■ TASK
Only the lines from the line containing "A point belongs on each instance of the fence" to the end of the entries should be repeated, exactly as they appear.

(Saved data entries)
____
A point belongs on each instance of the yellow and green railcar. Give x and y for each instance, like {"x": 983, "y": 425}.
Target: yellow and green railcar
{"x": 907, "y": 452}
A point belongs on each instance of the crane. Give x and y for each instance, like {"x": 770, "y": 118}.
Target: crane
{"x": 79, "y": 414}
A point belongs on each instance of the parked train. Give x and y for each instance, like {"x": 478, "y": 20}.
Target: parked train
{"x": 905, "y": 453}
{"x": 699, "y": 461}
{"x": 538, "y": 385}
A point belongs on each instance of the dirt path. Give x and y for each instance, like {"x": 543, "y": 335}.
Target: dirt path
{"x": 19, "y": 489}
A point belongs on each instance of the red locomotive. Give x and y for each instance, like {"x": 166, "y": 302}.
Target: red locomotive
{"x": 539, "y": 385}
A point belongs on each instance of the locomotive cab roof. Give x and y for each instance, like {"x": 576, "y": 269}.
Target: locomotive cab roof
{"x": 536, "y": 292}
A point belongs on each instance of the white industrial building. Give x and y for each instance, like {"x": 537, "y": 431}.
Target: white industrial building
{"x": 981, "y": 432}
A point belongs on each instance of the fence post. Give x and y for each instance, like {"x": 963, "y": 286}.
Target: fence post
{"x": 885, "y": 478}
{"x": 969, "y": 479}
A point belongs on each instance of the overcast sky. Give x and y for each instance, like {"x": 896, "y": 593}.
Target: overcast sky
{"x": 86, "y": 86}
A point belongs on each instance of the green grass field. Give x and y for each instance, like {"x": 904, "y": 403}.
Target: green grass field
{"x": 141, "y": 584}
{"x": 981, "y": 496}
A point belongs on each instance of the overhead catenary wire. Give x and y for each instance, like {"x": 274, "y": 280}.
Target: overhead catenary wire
____
■ TASK RESPONSE
A point belongs on each instance of the fence post. Give x and y for each instance, like {"x": 963, "y": 286}.
Target: fence post
{"x": 885, "y": 478}
{"x": 969, "y": 479}
A point belongs on each instance of the overcast sky. Give x and y for each instance, like {"x": 896, "y": 593}.
Target: overcast sky
{"x": 86, "y": 86}
A point belongs on each instance of the green grass field. Give x and y for each instance, like {"x": 904, "y": 403}.
Target: green grass field
{"x": 141, "y": 584}
{"x": 981, "y": 496}
A point belongs on each instance of the overhead catenary wire. Give x and y for each instance, like {"x": 274, "y": 280}.
Target: overhead catenary wire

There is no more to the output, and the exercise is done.